▶ Written instruction: Filter the entries below, keeping only the lines that contain the word "soldier", and copy each of those lines unchanged.

▶ Entries:
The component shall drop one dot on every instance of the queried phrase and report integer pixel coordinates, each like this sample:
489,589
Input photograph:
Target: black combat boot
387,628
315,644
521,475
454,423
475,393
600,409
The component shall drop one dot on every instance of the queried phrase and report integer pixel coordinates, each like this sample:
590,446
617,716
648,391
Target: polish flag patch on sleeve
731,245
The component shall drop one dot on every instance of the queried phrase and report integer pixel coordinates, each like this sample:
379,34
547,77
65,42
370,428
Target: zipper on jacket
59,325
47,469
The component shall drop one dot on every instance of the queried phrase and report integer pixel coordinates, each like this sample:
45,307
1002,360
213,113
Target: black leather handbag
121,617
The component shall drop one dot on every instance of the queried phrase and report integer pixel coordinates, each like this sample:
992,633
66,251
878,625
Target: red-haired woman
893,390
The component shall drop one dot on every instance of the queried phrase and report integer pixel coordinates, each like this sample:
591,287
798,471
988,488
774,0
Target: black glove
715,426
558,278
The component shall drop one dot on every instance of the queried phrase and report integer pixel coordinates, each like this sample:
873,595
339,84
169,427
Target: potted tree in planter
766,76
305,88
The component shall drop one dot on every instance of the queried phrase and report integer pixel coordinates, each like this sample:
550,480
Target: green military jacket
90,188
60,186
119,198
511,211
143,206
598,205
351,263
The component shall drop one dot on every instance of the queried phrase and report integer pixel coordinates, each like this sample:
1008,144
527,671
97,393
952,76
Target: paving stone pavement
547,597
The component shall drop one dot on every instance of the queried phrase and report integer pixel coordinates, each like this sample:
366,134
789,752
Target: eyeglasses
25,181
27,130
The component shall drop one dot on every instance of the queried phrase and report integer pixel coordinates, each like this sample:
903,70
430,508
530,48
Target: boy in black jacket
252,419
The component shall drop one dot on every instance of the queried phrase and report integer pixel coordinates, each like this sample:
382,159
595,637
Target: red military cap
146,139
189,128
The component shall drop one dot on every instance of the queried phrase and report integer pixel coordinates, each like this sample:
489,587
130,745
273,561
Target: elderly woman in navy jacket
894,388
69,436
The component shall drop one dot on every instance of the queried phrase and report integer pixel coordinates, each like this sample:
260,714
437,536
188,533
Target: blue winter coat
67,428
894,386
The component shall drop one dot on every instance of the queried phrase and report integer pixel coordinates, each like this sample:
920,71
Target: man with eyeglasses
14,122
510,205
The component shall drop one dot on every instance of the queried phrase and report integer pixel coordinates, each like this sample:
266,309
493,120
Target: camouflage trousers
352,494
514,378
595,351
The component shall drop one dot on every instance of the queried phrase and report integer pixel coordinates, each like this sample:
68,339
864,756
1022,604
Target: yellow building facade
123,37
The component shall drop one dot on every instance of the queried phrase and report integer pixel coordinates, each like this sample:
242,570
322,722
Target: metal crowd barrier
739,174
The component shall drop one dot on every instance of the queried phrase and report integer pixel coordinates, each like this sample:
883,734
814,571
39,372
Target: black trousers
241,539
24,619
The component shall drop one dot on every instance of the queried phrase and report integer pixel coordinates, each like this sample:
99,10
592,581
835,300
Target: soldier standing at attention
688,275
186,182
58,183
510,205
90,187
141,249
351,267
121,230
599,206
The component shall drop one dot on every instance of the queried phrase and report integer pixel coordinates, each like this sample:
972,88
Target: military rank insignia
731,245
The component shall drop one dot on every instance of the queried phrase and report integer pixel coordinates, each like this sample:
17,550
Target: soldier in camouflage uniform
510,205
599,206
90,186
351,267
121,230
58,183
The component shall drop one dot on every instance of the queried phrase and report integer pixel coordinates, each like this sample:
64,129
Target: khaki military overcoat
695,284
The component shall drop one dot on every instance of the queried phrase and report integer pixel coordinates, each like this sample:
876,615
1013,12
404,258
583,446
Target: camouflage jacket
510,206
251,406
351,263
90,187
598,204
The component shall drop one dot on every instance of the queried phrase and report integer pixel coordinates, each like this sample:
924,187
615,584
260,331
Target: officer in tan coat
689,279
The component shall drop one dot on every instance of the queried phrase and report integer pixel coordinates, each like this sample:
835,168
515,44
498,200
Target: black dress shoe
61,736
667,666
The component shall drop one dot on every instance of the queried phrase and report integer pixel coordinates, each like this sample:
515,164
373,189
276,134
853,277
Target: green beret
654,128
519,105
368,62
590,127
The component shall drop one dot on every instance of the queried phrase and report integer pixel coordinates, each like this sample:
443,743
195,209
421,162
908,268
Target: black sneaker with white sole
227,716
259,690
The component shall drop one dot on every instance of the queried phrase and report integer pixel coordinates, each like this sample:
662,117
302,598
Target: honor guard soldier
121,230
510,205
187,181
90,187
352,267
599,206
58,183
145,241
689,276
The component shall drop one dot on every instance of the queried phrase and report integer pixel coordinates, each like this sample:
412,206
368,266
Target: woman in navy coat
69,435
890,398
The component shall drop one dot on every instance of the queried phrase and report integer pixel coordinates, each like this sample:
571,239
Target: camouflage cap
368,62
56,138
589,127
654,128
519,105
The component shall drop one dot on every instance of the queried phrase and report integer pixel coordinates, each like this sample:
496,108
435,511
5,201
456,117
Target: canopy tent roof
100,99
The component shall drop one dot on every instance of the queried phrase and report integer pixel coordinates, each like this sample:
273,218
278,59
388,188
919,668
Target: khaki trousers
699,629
==
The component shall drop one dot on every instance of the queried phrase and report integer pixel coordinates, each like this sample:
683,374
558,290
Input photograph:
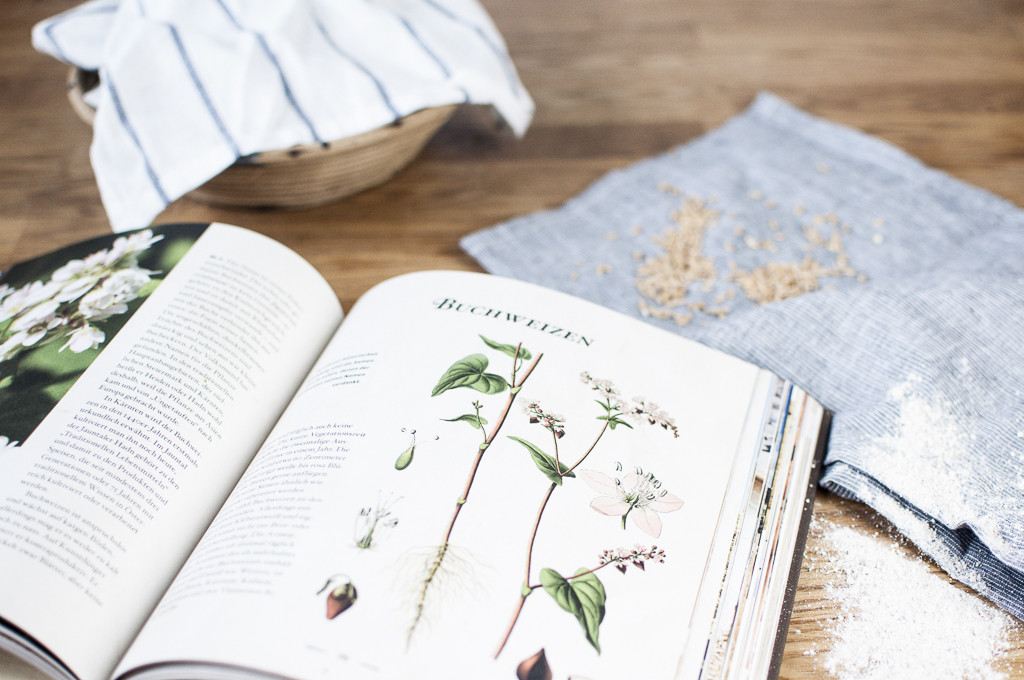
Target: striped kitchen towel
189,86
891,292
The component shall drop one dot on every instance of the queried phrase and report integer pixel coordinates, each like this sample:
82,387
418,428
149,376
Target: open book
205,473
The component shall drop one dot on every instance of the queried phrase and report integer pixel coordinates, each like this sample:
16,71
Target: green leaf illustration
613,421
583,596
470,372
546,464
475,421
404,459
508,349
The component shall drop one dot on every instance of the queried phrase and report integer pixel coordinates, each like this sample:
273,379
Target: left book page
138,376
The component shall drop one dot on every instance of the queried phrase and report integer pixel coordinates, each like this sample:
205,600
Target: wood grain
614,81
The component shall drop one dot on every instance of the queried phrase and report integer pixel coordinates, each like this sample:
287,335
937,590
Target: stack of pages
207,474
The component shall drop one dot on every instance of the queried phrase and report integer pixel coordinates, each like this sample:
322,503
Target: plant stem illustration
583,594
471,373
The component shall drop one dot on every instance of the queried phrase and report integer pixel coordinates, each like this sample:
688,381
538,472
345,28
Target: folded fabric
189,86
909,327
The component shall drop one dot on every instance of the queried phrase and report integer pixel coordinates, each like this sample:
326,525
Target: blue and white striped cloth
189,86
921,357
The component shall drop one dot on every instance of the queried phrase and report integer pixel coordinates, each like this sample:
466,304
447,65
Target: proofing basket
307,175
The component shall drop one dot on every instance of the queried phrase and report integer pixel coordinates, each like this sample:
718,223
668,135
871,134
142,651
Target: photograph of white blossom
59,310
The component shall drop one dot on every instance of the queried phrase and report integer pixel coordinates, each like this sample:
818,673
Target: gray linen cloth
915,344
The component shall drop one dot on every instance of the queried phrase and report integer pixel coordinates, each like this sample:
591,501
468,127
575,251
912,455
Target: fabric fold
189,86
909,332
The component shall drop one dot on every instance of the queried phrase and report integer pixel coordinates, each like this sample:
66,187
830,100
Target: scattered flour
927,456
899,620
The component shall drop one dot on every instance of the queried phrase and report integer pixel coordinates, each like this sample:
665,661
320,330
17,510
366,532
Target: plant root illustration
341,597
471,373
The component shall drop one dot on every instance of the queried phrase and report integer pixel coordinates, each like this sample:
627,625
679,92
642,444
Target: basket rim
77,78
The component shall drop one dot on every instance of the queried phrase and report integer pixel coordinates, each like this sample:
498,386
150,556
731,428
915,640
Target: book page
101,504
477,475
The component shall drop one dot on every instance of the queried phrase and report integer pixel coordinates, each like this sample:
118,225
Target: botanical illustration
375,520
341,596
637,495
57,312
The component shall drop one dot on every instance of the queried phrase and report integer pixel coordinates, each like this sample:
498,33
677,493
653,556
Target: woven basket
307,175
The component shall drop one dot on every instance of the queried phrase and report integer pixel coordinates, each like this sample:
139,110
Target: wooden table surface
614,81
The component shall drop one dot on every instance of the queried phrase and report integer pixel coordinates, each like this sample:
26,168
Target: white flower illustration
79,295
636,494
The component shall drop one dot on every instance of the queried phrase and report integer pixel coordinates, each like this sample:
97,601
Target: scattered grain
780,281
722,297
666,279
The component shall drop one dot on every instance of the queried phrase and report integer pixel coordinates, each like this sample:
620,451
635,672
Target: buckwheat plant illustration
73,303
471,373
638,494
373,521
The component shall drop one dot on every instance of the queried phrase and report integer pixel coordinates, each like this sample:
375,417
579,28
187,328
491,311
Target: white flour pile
==
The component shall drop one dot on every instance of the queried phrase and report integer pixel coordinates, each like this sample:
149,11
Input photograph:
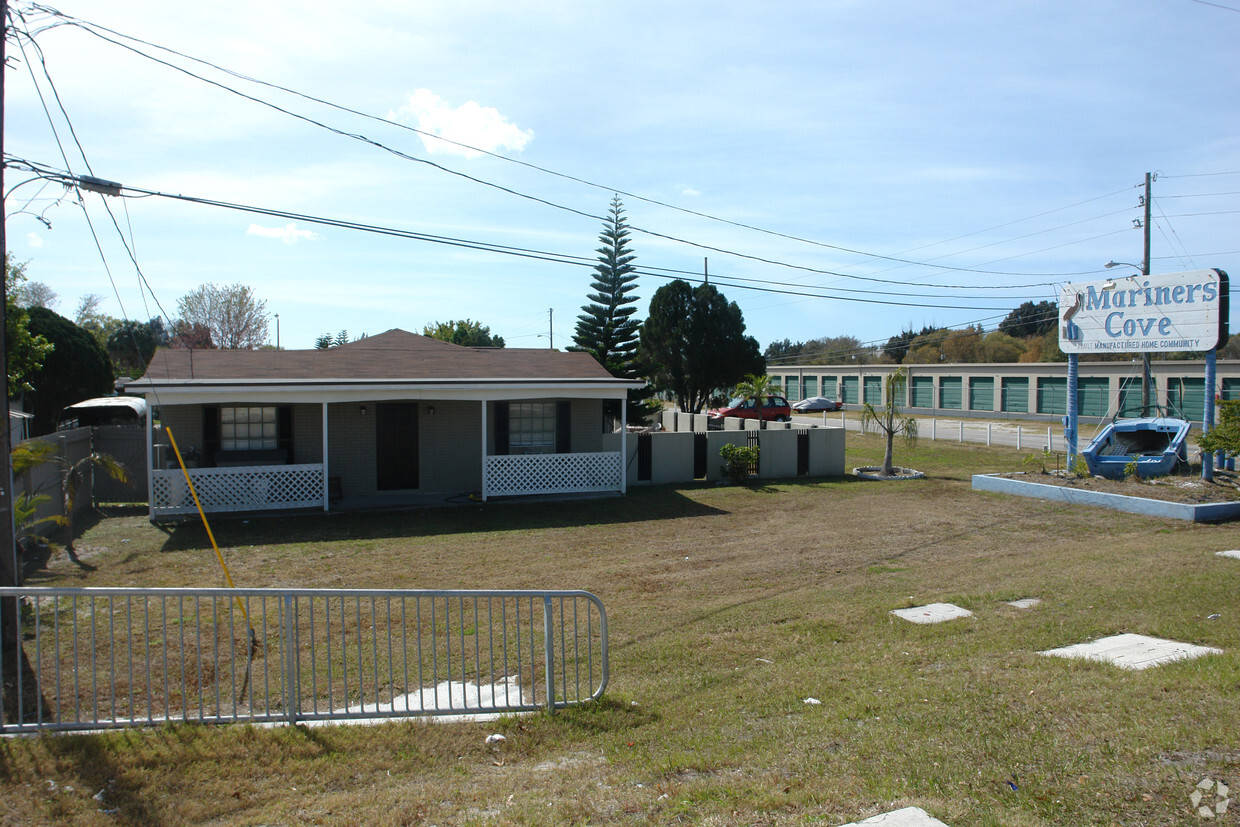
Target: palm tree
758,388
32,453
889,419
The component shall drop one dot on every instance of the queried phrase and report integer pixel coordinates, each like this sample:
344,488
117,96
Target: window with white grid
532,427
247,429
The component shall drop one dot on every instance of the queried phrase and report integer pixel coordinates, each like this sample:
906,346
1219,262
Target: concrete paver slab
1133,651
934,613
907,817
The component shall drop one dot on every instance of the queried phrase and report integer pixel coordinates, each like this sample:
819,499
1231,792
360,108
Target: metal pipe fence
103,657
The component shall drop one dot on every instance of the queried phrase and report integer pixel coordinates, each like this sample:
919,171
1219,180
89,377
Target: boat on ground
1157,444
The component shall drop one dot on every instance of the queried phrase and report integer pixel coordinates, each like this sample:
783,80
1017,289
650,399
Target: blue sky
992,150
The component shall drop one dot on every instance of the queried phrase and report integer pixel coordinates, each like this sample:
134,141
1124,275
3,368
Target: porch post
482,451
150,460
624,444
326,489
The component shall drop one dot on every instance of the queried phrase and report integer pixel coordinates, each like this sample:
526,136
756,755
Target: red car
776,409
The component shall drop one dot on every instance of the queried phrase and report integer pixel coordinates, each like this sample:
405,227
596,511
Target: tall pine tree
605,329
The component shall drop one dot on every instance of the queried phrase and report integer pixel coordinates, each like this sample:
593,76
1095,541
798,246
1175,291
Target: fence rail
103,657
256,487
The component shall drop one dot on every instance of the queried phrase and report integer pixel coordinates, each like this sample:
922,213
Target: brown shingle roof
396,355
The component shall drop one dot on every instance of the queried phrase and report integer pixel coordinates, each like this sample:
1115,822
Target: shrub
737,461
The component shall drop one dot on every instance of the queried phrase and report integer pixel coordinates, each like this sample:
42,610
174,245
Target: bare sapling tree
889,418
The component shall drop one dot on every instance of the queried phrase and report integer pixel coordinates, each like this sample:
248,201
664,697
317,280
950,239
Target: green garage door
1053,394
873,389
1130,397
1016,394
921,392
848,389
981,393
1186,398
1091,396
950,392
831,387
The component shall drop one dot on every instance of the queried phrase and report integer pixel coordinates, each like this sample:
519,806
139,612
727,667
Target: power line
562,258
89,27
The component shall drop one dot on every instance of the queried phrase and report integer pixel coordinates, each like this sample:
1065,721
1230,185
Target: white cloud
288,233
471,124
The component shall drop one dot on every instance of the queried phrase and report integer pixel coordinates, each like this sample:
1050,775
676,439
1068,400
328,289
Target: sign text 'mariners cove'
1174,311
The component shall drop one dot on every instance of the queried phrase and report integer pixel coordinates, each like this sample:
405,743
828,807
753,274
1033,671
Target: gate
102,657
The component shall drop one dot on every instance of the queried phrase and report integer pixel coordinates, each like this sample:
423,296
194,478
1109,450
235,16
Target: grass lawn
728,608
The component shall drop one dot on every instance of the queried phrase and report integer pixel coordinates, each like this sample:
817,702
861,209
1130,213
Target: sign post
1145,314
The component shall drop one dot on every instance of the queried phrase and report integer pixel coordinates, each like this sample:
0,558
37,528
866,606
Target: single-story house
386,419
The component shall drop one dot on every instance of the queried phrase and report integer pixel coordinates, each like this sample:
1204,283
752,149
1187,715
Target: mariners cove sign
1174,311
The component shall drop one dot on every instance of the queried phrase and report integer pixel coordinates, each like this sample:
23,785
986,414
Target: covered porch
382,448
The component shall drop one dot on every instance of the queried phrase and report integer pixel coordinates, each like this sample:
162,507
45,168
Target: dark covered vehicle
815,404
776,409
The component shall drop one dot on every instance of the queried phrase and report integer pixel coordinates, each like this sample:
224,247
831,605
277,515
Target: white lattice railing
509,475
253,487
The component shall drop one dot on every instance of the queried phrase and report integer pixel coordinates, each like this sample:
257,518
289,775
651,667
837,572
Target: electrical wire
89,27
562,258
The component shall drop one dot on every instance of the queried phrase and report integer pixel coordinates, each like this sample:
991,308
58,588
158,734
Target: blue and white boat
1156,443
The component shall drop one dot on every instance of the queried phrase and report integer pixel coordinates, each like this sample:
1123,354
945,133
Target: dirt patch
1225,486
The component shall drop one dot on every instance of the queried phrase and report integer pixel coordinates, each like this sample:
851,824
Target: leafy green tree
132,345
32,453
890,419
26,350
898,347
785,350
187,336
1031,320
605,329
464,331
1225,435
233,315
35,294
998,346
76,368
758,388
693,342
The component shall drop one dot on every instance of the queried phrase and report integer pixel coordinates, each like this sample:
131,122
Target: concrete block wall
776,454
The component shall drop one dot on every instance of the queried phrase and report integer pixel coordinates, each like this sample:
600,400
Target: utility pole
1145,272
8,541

▶ Solved exercise:
Target: soldier standing at attention
Target: soldier in camouflage uniform
Target: honor guard soldier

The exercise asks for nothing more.